Reproduce the line containing "Keep to these rules. Indicate every instance of the ornate" in the listing below, then every later line up to the end, precisely as written.

Records supplied:
BEGIN
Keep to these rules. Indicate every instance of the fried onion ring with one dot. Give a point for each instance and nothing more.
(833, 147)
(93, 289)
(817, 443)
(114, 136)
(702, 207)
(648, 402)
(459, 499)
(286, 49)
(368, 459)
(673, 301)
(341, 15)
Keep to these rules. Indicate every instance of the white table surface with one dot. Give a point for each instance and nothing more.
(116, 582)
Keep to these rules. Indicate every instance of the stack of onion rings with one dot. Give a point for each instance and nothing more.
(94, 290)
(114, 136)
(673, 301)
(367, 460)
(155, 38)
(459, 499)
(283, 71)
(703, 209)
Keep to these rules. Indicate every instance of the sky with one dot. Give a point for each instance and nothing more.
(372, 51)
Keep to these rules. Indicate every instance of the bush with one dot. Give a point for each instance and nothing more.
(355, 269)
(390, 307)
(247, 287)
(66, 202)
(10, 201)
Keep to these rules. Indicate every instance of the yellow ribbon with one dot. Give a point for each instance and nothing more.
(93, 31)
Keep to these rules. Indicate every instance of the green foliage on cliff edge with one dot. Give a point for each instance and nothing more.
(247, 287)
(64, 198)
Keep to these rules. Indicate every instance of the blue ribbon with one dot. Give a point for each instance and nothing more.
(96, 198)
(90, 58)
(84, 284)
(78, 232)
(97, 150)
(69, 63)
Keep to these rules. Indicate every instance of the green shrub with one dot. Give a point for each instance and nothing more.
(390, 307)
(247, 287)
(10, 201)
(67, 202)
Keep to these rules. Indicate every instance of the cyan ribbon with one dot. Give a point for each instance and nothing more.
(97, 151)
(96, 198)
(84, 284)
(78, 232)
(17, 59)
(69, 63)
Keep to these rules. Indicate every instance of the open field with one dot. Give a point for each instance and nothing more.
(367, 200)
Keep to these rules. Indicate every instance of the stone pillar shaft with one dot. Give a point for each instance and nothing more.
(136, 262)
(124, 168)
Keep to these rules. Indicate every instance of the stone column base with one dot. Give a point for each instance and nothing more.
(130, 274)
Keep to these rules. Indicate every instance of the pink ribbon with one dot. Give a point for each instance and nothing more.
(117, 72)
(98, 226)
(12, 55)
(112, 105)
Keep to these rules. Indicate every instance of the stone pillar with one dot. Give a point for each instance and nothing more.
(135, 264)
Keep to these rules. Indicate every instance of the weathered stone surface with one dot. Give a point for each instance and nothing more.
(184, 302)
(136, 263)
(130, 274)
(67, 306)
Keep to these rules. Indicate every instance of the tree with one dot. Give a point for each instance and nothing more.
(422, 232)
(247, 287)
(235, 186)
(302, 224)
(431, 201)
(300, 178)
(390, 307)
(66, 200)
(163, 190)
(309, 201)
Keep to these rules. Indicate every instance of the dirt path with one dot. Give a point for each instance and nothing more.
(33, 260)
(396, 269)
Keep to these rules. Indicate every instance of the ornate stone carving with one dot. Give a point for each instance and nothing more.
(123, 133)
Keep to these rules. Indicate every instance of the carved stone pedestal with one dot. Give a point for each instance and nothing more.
END
Reply to the task:
Keep to these rules. Indicate every instance of the ornate stone carving with one dot. Give a point for each instance and nothing more.
(123, 133)
Keep to these rules. Indicate every instance of the carved stone pedestal with one dot. Give a point for each instance and nothing more.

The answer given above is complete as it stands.